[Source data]
*** Block opens ***

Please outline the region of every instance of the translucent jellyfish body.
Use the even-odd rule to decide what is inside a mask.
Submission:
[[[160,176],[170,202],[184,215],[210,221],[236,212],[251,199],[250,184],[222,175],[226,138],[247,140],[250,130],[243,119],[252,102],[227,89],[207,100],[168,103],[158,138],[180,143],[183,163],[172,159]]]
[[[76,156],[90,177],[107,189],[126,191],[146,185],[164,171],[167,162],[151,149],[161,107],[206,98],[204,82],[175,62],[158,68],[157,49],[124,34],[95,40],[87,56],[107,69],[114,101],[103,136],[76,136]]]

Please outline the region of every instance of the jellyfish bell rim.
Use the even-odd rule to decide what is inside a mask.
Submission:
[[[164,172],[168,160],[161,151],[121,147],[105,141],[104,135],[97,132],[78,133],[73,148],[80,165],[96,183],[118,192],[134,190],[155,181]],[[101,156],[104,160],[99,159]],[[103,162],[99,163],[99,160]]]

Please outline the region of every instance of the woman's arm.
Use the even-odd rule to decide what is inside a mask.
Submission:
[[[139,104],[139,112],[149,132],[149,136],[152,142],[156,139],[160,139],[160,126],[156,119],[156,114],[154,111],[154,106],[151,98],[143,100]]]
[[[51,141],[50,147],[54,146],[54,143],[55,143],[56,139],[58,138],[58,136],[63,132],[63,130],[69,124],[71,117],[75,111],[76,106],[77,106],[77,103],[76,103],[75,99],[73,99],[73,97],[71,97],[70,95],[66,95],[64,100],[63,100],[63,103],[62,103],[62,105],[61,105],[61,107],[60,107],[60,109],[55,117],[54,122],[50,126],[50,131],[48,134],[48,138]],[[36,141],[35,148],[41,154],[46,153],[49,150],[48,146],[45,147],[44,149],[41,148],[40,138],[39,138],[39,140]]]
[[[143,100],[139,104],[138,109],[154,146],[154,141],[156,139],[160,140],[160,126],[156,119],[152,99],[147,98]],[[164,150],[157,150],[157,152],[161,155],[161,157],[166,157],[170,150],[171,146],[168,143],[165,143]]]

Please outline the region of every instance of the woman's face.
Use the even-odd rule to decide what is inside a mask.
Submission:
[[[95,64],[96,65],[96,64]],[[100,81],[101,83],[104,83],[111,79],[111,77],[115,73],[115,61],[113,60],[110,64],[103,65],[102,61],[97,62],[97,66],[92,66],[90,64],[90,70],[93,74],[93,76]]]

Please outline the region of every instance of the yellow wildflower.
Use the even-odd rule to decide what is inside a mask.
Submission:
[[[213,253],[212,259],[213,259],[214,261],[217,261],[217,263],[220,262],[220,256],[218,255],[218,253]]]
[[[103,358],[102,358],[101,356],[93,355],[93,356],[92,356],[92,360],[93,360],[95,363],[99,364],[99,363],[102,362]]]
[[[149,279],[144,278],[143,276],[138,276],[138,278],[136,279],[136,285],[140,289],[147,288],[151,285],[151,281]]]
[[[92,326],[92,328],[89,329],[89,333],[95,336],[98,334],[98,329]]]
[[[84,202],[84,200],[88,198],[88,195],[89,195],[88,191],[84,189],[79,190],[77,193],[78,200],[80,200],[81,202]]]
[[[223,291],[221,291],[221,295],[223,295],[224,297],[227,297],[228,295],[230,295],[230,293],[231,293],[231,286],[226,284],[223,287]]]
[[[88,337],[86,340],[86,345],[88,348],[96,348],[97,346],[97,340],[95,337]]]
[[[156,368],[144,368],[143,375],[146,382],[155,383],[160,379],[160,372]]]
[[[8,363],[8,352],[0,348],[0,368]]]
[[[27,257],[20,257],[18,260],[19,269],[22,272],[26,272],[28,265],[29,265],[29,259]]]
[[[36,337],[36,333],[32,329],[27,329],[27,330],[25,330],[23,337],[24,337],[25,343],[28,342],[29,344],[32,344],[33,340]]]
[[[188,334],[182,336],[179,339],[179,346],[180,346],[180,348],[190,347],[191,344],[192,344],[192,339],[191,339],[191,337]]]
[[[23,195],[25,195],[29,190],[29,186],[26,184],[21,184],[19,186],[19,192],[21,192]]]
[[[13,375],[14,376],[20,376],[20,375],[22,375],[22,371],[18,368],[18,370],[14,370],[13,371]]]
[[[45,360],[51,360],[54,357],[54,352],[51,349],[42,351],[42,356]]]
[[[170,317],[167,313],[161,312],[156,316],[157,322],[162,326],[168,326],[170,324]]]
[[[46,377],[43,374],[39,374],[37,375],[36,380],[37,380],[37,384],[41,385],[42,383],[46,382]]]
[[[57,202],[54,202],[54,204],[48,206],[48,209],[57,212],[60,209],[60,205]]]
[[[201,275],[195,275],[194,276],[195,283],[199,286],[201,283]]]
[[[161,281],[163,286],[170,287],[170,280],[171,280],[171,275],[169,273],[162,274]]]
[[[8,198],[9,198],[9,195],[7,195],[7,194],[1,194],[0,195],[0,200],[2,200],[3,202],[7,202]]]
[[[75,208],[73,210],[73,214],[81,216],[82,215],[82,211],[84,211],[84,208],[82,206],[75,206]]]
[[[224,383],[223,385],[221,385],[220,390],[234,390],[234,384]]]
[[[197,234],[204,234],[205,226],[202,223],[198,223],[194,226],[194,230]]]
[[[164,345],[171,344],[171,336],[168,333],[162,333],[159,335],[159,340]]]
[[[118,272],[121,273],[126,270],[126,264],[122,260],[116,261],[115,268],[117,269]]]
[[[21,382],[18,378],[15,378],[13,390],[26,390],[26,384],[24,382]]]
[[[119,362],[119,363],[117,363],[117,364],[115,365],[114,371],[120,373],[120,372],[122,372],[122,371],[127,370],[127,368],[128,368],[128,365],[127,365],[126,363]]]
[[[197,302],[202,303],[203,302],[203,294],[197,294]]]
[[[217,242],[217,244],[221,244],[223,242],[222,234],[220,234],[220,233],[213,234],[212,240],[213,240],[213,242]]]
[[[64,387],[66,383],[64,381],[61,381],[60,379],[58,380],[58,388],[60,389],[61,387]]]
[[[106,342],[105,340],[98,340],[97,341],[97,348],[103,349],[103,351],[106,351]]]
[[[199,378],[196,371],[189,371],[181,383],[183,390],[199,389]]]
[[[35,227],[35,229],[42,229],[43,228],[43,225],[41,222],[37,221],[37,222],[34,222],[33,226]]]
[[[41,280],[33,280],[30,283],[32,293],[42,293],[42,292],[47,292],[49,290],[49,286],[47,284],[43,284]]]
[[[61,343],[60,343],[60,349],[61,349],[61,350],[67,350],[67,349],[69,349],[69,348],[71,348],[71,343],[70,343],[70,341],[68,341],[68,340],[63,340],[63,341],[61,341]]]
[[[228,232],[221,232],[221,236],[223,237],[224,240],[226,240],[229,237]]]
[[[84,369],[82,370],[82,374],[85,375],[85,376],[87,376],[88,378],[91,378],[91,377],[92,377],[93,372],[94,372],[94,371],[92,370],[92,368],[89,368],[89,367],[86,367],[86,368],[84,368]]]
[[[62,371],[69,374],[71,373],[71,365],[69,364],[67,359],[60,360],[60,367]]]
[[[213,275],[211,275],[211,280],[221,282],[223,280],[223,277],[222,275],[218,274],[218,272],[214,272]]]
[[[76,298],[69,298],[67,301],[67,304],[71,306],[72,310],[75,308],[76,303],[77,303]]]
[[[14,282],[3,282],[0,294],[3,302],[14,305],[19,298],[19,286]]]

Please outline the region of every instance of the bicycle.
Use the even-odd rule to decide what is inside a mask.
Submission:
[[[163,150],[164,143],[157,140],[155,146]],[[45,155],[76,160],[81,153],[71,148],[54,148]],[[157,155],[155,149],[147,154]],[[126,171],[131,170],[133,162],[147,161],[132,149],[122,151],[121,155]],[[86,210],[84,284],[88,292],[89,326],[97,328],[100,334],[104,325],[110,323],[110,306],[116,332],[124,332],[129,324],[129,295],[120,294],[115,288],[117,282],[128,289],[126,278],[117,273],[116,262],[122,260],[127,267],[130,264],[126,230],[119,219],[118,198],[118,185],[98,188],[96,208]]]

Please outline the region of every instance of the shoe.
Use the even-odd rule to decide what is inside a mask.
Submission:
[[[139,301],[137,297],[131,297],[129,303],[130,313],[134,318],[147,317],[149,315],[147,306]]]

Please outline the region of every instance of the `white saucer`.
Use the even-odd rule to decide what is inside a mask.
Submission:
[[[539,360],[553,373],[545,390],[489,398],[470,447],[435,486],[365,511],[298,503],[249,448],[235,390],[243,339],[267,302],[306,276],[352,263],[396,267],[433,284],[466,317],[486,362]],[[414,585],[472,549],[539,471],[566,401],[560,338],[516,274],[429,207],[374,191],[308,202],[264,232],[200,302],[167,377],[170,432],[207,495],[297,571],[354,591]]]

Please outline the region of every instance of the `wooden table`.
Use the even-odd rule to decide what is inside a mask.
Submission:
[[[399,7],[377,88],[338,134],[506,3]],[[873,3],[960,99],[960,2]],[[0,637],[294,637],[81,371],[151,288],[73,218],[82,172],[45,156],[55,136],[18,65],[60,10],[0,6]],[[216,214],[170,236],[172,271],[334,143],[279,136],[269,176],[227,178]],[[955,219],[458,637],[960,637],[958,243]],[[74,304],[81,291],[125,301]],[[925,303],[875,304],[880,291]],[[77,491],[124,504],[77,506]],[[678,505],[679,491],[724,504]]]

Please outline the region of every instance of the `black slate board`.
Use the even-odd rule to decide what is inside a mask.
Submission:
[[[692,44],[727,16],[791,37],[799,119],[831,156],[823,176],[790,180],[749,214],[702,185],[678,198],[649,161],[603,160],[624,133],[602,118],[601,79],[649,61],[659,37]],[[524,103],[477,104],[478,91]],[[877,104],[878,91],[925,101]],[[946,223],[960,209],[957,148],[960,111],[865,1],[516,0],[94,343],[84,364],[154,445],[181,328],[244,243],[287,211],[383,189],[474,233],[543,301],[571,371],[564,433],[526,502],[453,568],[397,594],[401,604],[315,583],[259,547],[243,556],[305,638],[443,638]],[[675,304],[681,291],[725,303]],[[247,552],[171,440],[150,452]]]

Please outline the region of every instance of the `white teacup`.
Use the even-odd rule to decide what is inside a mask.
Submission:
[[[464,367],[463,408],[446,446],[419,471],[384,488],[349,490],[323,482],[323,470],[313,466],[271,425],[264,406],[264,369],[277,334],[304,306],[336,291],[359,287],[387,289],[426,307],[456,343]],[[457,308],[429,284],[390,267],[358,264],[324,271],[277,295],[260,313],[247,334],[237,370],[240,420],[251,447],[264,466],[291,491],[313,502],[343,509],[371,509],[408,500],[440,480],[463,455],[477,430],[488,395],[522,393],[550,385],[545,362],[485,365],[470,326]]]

*** Block closes ***

### EXERCISE BRIEF
Check each line of the data above, and please copy the ones in which the string "jellyfish" occurs.

### YOUR SOLUTION
Please outline the region of every instance of the translucent jellyfish body.
Please outline the region of every instance of the jellyfish bell rim.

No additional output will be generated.